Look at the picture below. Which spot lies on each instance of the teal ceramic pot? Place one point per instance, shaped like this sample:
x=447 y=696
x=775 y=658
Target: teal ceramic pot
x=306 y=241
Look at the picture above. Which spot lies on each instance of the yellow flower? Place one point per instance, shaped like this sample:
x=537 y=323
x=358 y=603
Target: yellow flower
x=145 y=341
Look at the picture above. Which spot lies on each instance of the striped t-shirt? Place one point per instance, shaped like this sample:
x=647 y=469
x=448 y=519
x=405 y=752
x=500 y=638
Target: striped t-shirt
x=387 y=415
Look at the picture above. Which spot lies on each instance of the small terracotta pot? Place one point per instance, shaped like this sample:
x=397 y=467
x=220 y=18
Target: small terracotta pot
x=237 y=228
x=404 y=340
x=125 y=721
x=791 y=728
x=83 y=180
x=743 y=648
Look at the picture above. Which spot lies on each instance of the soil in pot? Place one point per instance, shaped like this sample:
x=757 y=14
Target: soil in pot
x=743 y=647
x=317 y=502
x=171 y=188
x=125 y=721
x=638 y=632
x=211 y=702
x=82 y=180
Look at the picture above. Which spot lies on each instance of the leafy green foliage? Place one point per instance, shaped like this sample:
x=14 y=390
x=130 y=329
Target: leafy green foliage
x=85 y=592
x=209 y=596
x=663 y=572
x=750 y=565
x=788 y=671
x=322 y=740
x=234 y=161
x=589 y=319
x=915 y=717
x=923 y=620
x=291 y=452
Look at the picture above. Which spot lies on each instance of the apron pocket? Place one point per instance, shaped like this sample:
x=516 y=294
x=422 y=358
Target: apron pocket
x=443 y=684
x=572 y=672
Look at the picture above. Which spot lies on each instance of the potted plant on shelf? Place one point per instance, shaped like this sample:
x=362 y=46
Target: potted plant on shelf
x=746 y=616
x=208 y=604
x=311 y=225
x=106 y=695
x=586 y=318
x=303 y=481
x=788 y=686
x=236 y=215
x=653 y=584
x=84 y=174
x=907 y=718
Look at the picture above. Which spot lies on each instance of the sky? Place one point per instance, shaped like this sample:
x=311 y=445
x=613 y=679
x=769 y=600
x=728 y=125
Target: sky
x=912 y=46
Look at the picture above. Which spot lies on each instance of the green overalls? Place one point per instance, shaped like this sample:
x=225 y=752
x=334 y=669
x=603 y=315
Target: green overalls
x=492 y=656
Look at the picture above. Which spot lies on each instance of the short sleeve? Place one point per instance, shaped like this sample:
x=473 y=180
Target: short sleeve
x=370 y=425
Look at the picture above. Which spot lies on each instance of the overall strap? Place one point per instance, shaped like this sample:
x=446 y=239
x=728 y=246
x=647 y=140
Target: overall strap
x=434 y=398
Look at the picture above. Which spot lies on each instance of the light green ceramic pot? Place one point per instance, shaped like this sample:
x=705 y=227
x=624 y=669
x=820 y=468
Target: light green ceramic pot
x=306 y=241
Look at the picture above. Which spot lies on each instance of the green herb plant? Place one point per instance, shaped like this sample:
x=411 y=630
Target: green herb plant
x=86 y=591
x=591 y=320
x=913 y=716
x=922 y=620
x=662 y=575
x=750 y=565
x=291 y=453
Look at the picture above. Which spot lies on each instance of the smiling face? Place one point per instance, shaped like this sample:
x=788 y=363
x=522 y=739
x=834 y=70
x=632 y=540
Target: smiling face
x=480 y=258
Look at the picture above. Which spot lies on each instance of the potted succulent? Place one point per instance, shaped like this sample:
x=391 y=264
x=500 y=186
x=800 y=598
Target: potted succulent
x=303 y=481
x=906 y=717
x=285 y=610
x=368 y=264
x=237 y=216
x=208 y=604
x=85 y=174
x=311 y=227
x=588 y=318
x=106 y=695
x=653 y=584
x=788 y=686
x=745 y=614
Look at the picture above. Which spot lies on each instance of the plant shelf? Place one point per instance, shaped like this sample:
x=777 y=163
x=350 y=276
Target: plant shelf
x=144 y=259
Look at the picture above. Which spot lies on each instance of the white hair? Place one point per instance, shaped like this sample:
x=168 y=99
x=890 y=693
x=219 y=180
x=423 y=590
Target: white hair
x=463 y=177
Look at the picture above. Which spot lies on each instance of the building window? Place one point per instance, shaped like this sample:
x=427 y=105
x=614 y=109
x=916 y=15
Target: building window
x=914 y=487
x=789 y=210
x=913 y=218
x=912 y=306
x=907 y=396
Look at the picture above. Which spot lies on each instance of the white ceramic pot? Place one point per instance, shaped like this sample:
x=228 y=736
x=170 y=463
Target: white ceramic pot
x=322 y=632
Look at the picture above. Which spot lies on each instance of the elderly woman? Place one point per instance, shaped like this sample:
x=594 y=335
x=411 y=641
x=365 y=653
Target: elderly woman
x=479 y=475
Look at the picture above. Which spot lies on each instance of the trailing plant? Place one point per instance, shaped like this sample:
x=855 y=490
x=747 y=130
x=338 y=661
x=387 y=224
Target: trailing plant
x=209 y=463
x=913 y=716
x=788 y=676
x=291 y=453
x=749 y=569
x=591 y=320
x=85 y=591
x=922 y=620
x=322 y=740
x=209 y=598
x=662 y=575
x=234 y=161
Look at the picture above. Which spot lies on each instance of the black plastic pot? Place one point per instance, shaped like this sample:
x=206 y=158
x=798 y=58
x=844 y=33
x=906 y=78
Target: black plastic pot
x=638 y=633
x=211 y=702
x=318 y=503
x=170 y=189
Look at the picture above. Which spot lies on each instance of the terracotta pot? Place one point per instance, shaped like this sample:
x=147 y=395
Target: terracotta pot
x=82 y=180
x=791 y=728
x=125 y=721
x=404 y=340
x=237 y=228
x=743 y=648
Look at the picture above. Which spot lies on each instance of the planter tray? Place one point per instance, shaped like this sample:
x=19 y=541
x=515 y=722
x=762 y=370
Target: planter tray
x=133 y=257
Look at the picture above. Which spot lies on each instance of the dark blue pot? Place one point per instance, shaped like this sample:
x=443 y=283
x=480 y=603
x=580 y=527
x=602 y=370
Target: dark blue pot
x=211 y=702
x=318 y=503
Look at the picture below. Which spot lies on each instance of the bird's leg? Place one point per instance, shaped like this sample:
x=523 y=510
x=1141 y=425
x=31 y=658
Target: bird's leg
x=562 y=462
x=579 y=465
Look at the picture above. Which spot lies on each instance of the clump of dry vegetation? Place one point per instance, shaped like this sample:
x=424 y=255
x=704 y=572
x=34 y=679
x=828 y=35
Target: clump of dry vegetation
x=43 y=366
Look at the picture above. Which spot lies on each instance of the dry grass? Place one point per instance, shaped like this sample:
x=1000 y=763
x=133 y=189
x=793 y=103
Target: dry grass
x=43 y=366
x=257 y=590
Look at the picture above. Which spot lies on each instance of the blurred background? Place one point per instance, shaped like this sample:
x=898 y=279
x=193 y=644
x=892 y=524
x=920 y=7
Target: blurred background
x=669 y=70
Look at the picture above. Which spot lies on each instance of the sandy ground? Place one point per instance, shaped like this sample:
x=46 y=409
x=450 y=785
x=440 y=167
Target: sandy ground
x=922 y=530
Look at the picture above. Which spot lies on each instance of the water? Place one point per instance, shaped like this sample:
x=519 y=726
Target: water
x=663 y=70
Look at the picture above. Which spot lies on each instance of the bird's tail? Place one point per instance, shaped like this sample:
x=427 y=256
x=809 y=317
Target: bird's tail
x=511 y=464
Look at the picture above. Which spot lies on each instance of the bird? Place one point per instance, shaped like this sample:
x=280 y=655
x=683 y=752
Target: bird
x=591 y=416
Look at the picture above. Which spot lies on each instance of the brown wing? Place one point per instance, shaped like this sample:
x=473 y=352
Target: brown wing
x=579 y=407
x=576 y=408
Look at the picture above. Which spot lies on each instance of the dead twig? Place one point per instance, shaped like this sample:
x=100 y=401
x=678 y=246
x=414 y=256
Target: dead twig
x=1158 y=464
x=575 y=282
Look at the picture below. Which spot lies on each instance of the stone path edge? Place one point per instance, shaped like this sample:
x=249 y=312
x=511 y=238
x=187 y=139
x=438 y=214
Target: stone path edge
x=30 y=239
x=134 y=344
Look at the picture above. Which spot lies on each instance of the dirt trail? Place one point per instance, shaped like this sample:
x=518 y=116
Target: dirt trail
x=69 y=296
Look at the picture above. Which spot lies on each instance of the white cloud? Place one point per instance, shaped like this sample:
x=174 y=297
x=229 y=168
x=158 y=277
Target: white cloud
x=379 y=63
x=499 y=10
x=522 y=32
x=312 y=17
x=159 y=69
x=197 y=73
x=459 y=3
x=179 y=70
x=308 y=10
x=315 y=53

※ ※ ※

Directions> Copy the entries above word for word, from their first line down to and including the line that holds "x=387 y=415".

Response>
Look at the picture below. Which spot lies on each instance of the teal ceramic pot? Place one point per instance, shaped like this sample:
x=447 y=696
x=775 y=658
Target: teal ceramic pot
x=306 y=241
Look at the picture above. Which spot lies on each instance of the yellow flower? Place one point per instance, shaped like this sample:
x=537 y=323
x=358 y=603
Target: yellow flower
x=145 y=341
Look at the picture above. Which spot lies on each instance of the striped t-shirt? Place one point per instance, shaped like this sample:
x=647 y=469
x=448 y=519
x=405 y=752
x=500 y=638
Target: striped t-shirt
x=387 y=415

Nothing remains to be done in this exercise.